> _To be done_
Convert only the lines starting with the one that contains "Target: blue and white bedspread" and going on through the one that contains "pixel 327 343" into a Markdown table with a column headed Row for the row number and a column headed Line Text for the line itself. Omit any blank lines.

### Excerpted records ###

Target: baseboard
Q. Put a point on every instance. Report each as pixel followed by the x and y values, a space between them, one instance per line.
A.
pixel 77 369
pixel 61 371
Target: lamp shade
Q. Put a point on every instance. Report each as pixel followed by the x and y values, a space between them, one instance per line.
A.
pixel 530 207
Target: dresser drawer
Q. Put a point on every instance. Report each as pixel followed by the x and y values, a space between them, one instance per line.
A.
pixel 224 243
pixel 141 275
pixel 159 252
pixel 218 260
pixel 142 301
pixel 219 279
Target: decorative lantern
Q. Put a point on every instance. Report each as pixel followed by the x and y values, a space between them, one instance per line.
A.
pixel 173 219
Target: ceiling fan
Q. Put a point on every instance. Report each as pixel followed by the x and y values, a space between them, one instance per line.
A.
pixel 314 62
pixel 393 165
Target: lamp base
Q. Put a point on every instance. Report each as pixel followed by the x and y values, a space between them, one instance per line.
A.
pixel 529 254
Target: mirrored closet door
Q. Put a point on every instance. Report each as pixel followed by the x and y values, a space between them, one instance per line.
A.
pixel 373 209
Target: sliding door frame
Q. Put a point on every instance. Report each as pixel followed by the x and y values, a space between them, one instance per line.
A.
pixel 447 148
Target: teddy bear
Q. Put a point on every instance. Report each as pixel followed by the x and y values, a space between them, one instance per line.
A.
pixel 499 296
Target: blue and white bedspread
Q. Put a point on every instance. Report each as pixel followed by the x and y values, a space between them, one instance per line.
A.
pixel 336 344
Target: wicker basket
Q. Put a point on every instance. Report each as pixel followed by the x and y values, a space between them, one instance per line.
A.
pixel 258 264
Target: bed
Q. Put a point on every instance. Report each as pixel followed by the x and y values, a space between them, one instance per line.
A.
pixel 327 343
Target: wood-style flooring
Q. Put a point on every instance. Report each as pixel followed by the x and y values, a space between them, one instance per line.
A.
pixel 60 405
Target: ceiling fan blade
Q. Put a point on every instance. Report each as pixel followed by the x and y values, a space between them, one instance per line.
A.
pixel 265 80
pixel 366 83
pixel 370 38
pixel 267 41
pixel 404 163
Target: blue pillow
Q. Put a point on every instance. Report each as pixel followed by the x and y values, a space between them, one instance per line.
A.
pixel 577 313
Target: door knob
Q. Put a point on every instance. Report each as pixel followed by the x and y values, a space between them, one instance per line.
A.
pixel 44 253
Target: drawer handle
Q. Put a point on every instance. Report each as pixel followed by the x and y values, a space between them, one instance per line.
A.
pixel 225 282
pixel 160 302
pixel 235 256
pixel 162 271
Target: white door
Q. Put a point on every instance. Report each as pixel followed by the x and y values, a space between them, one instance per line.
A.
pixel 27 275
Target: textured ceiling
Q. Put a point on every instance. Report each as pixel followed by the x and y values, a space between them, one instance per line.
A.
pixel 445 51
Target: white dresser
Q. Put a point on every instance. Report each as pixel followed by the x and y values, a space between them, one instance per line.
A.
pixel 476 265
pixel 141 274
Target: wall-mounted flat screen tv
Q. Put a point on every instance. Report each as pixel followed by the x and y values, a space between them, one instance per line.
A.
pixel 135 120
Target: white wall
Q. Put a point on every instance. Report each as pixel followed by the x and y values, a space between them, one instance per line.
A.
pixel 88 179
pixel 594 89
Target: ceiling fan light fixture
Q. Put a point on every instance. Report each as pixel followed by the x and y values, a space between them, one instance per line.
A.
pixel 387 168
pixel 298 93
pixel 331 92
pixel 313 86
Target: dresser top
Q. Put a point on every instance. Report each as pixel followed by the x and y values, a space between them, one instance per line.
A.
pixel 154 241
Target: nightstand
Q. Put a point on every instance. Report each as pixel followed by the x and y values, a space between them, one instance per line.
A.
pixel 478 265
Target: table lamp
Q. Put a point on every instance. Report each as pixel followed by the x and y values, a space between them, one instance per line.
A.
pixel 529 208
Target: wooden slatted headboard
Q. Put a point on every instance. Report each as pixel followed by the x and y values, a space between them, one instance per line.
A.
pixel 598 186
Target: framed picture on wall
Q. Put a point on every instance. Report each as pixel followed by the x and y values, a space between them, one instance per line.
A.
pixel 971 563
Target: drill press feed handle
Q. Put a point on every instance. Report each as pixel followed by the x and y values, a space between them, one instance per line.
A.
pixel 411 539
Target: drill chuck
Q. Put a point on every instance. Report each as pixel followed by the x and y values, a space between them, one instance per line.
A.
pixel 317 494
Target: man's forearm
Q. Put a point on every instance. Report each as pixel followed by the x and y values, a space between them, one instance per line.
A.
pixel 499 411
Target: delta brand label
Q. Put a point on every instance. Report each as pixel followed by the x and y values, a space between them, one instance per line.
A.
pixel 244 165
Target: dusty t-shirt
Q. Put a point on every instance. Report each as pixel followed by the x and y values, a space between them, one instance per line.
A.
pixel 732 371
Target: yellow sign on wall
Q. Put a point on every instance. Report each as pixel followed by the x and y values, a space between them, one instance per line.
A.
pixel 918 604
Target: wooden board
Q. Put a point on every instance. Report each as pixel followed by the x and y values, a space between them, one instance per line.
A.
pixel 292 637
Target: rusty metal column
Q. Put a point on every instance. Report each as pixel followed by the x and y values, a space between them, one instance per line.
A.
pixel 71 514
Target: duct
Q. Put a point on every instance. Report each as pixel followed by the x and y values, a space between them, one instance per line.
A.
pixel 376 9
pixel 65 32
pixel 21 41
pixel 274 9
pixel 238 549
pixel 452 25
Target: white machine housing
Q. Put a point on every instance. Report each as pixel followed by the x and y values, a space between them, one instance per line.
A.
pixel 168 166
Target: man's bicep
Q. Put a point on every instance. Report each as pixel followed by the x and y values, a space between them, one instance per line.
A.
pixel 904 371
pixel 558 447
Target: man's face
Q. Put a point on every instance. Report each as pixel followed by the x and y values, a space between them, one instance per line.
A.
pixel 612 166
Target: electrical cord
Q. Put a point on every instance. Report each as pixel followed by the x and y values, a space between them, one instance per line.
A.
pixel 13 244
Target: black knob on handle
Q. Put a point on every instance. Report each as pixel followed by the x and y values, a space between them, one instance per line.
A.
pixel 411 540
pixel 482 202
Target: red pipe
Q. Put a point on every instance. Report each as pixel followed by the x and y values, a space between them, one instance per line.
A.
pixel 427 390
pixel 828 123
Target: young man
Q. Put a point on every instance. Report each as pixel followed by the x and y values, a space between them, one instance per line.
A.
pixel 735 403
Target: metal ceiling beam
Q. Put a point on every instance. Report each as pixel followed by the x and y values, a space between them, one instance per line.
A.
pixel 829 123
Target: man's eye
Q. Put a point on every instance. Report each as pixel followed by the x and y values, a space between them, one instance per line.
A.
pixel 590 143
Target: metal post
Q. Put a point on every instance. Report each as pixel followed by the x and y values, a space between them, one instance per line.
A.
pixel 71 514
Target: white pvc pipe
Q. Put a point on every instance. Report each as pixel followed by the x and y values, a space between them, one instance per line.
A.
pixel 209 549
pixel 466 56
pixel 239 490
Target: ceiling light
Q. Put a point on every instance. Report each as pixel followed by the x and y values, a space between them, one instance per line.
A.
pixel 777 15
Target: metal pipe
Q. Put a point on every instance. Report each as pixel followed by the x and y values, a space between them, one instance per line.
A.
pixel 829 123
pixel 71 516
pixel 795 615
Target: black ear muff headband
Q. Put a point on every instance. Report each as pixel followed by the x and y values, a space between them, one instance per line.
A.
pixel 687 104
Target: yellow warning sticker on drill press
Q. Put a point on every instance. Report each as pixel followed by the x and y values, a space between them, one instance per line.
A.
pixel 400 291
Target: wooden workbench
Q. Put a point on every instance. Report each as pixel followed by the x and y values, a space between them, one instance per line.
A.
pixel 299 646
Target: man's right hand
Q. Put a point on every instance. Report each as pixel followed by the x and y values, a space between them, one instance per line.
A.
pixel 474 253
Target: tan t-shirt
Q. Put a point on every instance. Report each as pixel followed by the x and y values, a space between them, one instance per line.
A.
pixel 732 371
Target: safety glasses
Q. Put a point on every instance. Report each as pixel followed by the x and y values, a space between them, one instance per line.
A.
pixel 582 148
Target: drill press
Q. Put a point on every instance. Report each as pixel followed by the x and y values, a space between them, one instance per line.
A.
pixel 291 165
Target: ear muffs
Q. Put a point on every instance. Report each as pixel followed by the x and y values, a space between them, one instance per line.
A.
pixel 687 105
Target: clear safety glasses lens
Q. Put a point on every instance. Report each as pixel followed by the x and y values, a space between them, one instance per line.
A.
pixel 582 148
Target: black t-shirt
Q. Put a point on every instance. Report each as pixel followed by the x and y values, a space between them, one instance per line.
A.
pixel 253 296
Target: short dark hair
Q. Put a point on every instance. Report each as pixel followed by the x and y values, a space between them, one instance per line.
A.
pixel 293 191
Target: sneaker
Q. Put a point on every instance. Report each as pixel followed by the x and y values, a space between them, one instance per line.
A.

###

> _Output for this exercise_
| Row | Line Text |
|---|---|
| 1 | Target: blue and white bedspread |
| 2 | Q. Put a point on every instance. Report each as pixel followed by the x and y values, a space between them, one instance per line. |
| 3 | A. |
| 4 | pixel 336 344 |
| 5 | Target: wicker basket |
| 6 | Q. Put a point on every instance. Report each as pixel followed by the x and y values, a space between them, one instance per line. |
| 7 | A. |
| 8 | pixel 258 264 |
| 9 | Target: bed |
| 10 | Q. Put a point on every instance. Report each as pixel followed by the x and y values, a space between them, one instance per line. |
| 11 | A. |
| 12 | pixel 327 343 |